=== Work request ===
Give the number of lines below that contain the string "sample", and no other text.

START Exercise input

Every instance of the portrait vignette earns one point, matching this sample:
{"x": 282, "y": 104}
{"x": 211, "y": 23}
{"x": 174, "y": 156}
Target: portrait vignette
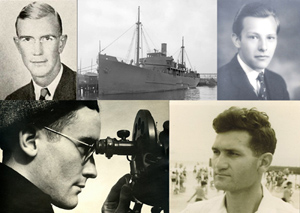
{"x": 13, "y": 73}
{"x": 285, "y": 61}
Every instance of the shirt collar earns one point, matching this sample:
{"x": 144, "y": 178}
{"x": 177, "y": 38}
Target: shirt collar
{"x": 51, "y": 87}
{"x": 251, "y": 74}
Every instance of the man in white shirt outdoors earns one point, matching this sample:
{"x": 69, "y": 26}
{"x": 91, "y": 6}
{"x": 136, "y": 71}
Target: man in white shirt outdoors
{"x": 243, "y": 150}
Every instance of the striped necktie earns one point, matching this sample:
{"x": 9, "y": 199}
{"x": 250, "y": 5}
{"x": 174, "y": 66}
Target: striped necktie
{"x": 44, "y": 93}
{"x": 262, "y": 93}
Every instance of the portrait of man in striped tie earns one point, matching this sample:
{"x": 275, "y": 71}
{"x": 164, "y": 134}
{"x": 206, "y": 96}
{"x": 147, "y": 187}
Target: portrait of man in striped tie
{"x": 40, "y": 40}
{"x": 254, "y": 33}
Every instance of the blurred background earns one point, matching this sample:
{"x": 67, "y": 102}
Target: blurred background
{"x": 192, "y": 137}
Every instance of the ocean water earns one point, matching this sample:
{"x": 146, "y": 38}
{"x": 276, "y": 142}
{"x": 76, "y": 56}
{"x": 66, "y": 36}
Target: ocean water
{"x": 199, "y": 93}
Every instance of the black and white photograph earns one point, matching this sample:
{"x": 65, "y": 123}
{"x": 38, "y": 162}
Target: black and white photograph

END Exercise input

=== Your response ===
8